#### Provided entries:
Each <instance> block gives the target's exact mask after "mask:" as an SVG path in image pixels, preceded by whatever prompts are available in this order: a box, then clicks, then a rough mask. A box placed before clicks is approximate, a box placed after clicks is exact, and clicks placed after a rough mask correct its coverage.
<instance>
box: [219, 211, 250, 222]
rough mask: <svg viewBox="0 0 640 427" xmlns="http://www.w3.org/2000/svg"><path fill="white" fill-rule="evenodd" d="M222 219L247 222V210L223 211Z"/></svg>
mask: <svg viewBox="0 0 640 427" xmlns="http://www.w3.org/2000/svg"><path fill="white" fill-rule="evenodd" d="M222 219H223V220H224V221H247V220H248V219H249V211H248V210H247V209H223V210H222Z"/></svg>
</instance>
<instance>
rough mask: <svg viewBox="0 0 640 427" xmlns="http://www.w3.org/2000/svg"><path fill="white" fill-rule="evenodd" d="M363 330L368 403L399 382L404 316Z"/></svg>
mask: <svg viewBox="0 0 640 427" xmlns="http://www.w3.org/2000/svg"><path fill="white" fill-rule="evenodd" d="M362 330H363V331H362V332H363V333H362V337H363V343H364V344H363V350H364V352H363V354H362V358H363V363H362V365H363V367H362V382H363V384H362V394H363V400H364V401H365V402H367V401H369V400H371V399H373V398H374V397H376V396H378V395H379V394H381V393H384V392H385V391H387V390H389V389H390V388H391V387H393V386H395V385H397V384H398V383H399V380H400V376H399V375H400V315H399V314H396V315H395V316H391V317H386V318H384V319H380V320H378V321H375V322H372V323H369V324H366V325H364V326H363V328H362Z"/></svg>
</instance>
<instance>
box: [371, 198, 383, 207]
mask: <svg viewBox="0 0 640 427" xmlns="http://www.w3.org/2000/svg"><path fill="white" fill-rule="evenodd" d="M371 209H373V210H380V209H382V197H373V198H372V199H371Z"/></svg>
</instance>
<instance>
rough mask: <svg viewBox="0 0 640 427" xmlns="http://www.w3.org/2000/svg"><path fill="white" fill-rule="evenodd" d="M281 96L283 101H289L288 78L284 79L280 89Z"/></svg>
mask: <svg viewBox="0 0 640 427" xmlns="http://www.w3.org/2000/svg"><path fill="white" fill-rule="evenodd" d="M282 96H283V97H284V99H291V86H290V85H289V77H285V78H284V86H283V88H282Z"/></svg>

#### Exercise requirements:
A word-for-word transcription of the material is required.

#### Your solution:
Each <instance> block gives the target's exact mask after "mask:" as an SVG path in image pixels, preceded by whatever prompts are available in this order: a box, then clicks, then a rough mask. A box placed before clicks is approximate, a box placed after clicks is exact, and clicks placed after a rough mask correct its coverage.
<instance>
box: [219, 211, 250, 222]
rough mask: <svg viewBox="0 0 640 427" xmlns="http://www.w3.org/2000/svg"><path fill="white" fill-rule="evenodd" d="M222 219L247 222V210L223 211Z"/></svg>
mask: <svg viewBox="0 0 640 427" xmlns="http://www.w3.org/2000/svg"><path fill="white" fill-rule="evenodd" d="M222 219H223V220H224V221H247V220H248V219H249V211H248V210H247V209H223V210H222Z"/></svg>
</instance>
<instance>
rough mask: <svg viewBox="0 0 640 427" xmlns="http://www.w3.org/2000/svg"><path fill="white" fill-rule="evenodd" d="M363 330L368 403L399 382L404 316Z"/></svg>
mask: <svg viewBox="0 0 640 427" xmlns="http://www.w3.org/2000/svg"><path fill="white" fill-rule="evenodd" d="M362 330H363V331H362V332H363V333H362V337H363V343H364V344H363V350H364V352H363V354H362V358H363V363H362V365H363V367H362V382H363V384H362V394H363V400H364V401H365V402H367V401H369V400H371V399H373V398H374V397H376V396H378V395H379V394H381V393H384V392H385V391H387V390H389V389H390V388H391V387H393V386H395V385H397V384H398V383H399V380H400V376H399V375H400V315H399V314H396V315H395V316H391V317H386V318H384V319H380V320H378V321H375V322H372V323H369V324H366V325H364V326H363V328H362Z"/></svg>
</instance>
<instance>
box: [371, 198, 383, 207]
mask: <svg viewBox="0 0 640 427" xmlns="http://www.w3.org/2000/svg"><path fill="white" fill-rule="evenodd" d="M371 209H373V210H380V209H382V197H373V198H372V199H371Z"/></svg>
</instance>
<instance>
rough mask: <svg viewBox="0 0 640 427" xmlns="http://www.w3.org/2000/svg"><path fill="white" fill-rule="evenodd" d="M281 96L283 101H289L288 78L284 79L280 89Z"/></svg>
mask: <svg viewBox="0 0 640 427" xmlns="http://www.w3.org/2000/svg"><path fill="white" fill-rule="evenodd" d="M282 96H283V97H284V99H291V86H290V85H289V77H285V78H284V86H283V88H282Z"/></svg>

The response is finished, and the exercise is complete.